Exercise details ::
Copy every line of the data in which the word "instance" occurs.

───── Input data ─────

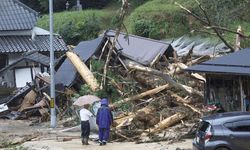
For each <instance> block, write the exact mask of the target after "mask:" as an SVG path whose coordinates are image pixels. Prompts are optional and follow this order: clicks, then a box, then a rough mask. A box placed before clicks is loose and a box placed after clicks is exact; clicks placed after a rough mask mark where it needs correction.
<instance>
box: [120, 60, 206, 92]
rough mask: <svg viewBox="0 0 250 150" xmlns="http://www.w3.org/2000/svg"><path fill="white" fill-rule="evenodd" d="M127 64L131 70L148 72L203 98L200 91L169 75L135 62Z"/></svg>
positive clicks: (177, 86) (132, 62) (179, 87)
mask: <svg viewBox="0 0 250 150" xmlns="http://www.w3.org/2000/svg"><path fill="white" fill-rule="evenodd" d="M125 64H126V66H127V67H128V68H130V69H136V70H140V71H144V72H148V73H151V74H154V75H157V76H160V77H162V78H163V79H164V80H165V81H167V82H168V83H169V84H170V85H172V86H174V87H176V88H178V89H181V90H183V91H185V92H187V93H188V94H196V95H198V96H200V97H203V94H202V93H201V92H200V91H197V90H195V89H193V88H192V87H189V86H186V85H183V84H180V83H177V82H176V81H174V80H173V79H172V78H171V77H170V76H169V75H168V74H167V73H165V72H162V71H159V70H155V69H153V68H149V67H145V66H143V65H140V64H138V63H136V62H134V61H130V60H126V61H125Z"/></svg>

─────

Task result ::
For each <instance> block, write the exact mask of the target after "mask:" as an SVG path whose coordinates are image pixels. Prompts are optional and follow this order: clicks, then a box, then a rough mask. A box placed before clicks is loose and a box placed after clicks is exact; clicks placed after a rough mask mark where it needs correction.
<instance>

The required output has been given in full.